> _EXERCISE INSTRUCTIONS_:
Could you filter the records below and return each line that holds "jeans"?

■ ■ ■ ■ ■ ■ ■

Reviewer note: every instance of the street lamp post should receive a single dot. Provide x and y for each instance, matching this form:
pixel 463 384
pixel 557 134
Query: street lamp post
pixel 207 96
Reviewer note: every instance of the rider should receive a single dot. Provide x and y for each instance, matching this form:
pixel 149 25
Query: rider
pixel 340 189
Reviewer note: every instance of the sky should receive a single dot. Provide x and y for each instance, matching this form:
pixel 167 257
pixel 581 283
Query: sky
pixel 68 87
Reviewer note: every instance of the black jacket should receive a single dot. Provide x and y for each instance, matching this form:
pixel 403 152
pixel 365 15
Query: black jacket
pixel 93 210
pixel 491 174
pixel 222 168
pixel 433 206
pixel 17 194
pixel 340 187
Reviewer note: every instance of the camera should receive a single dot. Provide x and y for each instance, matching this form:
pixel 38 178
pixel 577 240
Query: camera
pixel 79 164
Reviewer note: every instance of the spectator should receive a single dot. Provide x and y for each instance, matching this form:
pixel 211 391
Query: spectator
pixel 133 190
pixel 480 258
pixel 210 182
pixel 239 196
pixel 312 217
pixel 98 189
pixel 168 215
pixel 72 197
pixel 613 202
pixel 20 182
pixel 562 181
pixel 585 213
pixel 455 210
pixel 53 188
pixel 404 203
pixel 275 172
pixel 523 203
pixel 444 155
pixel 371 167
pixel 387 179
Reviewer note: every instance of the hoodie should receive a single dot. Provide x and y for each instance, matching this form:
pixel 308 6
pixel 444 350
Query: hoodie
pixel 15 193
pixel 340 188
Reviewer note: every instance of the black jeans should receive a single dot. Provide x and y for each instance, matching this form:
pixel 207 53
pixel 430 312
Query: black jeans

■ ■ ■ ■ ■ ■ ■

> _RESPONSE AREA_:
Reviewer note: every instance of the black jeans should receive a single dot. Provide x and y for each instance, matching this form:
Query: black jeans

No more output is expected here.